* [Travail demandé]:
1. Reproduisez fidèlement le passage de l'extrait sur le protestantisme qui va de « Les aspirations des » jusqu'à « de la Confédération. » inclus.
2. Pour chacune des affirmations suivantes, indiquez par oui ou par non si elle concorde avec l'extrait sur le protestantisme, en citant textuellement les mots qui tranchent : (a) la protestation de 1529 était dirigée contre l'Église catholique ; (b) la Réforme fut introduite à Berne en 1528 ; (c) les anabaptistes acceptèrent que les conseils revendiquent l'autorité en matière spirituelle.

* [Extrait du document]:
___

Premier volume de l'Histoire de la Réformation de la Suisse d'Abraham Ruchat publié à Genève en 1727 (Bibliothèque cantonale et universitaire Lausanne).
Premier volume de l'Histoire de la Réformation de la Suisse d'Abraham Ruchat publié à Genève en 1727 (Bibliothèque cantonale et universitaire Lausanne). […]

Le terme de protestantisme recouvre les diverses manifestations historiques du christianisme issues de la Réforme du XVIe s. Il rappelle la "protestation" élevée en 1529 à la Diète impériale de Spire par la minorité réformée, pour se défendre contre l'abrogation, par la majorité catholique, de l'arrêté de 1526 grâce auquel la Diète unanime avait permis l'introduction de la Réforme en suspendant l'édit de Worms (il s'agissait donc d'une protestation contre la Diète et non contre l'Eglise catholique). Les Etats réformés furent dès lors qualifiés de "protestants". Apparu au XVIIIe s., le substantif dérivé devint au XIXe s. le pendant de catholicisme. L'adjectif protestant est synonyme d'évangélique. Contrairement au catholicisme, le protestantisme n'a ni doctrine ni organisation unitaires; il comprend les Eglises évangéliques réformées (Zwinglianisme, Calvinisme, Eglises libres), l'Eglise luthérienne, l'anabaptisme, l'Eglise anglicane et nombre de sectes et Eglises libres. La Suisse est avec l'Allemagne l'un de ses berceaux.

La Réforme et le "temps des confessions" (1523-1712)

Les aspirations des cantons confédérés à l'autonomie, la critique humaniste contre la société d'ordres et un anticléricalisme populaire latent favorisèrent la Réforme à Zurich (1523), Saint-Gall (1524), Berne (1528), Bâle (1529), Schaffhouse (1529) et Genève (1536). La foi nouvelle y fut introduite par les conseils qui revendiquèrent l'autorité en matière spirituelle, ce que les anabaptistes refusèrent. Des institutions caractéristiques apparurent: les pasteurs, réunis en synodes, remplacèrent les évêques; assemblés en congrégation, ils réglèrent les questions théologiques; siégeant avec des conseillers dans les consistoires, ils surveillaient les mœurs. La paix nationale de 1531, consécutive à la défaite des protestants dans la seconde guerre de Kappel, scella la division confessionnelle de la Confédération.

___

* [Jeu de données]:
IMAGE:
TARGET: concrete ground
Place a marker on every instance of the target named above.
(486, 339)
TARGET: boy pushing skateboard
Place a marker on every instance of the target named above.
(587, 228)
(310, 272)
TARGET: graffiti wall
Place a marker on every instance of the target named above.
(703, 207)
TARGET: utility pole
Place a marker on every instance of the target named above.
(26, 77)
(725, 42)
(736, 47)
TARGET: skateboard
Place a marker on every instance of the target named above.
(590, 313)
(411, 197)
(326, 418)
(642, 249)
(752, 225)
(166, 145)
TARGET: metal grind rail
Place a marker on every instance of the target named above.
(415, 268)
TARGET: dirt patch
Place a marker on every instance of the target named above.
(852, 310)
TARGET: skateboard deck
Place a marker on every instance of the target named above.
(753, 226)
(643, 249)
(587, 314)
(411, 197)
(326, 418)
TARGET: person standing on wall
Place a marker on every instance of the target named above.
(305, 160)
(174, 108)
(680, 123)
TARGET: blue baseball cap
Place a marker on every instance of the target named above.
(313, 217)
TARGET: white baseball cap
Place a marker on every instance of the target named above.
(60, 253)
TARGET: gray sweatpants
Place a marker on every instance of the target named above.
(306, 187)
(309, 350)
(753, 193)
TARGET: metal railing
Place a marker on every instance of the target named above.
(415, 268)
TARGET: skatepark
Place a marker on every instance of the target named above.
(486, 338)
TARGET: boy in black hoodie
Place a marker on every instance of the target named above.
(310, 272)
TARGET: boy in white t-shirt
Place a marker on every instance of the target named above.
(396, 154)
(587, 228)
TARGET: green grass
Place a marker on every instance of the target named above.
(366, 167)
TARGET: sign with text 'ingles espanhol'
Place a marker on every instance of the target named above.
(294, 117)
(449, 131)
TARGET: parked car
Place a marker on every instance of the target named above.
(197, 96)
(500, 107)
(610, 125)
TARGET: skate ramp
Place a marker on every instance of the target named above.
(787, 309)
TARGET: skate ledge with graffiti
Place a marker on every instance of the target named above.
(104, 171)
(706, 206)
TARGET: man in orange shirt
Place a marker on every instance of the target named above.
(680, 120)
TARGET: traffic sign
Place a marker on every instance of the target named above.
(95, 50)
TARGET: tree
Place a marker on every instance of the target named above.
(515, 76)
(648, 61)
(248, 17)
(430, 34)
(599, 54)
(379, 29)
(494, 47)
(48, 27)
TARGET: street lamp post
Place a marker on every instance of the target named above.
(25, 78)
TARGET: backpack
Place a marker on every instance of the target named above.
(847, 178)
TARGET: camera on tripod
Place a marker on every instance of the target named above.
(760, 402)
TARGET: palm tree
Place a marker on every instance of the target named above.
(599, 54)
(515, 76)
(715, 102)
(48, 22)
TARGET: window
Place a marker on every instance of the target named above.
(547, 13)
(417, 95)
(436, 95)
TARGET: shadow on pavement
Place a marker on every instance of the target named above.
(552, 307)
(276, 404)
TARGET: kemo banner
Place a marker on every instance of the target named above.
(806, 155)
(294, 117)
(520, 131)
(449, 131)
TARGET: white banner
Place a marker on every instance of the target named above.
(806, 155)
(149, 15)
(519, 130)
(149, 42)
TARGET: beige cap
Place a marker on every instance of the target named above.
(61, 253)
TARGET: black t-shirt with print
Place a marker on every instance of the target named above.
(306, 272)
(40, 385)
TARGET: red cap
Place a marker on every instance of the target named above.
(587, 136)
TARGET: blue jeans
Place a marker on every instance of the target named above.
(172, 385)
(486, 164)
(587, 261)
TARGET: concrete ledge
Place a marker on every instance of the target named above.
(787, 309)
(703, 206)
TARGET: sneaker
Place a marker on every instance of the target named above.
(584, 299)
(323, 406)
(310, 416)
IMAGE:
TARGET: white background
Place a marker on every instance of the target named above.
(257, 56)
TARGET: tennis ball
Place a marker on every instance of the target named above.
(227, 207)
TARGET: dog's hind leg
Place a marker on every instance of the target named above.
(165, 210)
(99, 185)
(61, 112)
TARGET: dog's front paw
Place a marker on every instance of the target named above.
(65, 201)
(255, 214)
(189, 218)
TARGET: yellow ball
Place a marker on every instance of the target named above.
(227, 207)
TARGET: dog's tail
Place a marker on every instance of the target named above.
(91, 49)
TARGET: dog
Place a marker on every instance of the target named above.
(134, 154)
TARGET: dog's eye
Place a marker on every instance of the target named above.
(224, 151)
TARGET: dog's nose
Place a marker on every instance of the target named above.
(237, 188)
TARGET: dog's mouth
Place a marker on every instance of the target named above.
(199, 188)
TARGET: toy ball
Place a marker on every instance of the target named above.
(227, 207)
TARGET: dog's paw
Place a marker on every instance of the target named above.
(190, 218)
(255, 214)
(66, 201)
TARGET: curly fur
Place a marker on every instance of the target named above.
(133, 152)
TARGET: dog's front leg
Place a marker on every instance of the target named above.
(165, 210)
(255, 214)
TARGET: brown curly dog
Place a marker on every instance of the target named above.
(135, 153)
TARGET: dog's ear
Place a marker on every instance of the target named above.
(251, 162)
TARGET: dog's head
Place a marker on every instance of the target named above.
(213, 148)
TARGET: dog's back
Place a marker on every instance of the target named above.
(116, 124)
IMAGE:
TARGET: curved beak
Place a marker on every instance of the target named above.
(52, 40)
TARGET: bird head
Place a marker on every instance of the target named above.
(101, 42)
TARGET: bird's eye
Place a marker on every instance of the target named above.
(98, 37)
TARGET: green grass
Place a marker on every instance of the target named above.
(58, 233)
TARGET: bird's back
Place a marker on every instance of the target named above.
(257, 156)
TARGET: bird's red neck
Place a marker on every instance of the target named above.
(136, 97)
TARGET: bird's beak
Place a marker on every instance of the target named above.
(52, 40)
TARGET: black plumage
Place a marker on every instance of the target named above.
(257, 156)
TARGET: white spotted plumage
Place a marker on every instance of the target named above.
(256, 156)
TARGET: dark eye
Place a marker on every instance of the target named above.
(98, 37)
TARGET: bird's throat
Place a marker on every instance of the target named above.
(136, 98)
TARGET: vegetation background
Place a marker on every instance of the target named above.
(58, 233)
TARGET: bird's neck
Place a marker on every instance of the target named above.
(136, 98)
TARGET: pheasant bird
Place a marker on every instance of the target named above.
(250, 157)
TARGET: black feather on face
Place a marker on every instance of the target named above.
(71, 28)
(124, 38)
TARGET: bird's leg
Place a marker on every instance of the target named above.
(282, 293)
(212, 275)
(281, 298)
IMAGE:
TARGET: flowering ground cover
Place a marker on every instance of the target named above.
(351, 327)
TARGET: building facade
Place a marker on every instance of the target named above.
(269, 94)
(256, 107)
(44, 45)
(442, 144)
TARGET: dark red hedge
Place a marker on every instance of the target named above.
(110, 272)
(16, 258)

___

* [Corrigé]:
1.
Les aspirations des cantons confédérés à l'autonomie, la critique humaniste contre la société d'ordres et un anticléricalisme populaire latent favorisèrent la Réforme à Zurich (1523), Saint-Gall (1524), Berne (1528), Bâle (1529), Schaffhouse (1529) et Genève (1536). La foi nouvelle y fut introduite par les conseils qui revendiquèrent l'autorité en matière spirituelle, ce que les anabaptistes refusèrent. Des institutions caractéristiques apparurent: les pasteurs, réunis en synodes, remplacèrent les évêques; assemblés en congrégation, ils réglèrent les questions théologiques; siégeant avec des conseillers dans les consistoires, ils surveillaient les mœurs. La paix nationale de 1531, consécutive à la défaite des protestants dans la seconde guerre de Kappel, scella la division confessionnelle de la Confédération.

2.
(a) Non : « il s'agissait donc d'une protestation contre la Diète et non contre l'Eglise catholique ».
(b) Oui : « Berne (1528) ».
(c) Non : « ce que les anabaptistes refusèrent ».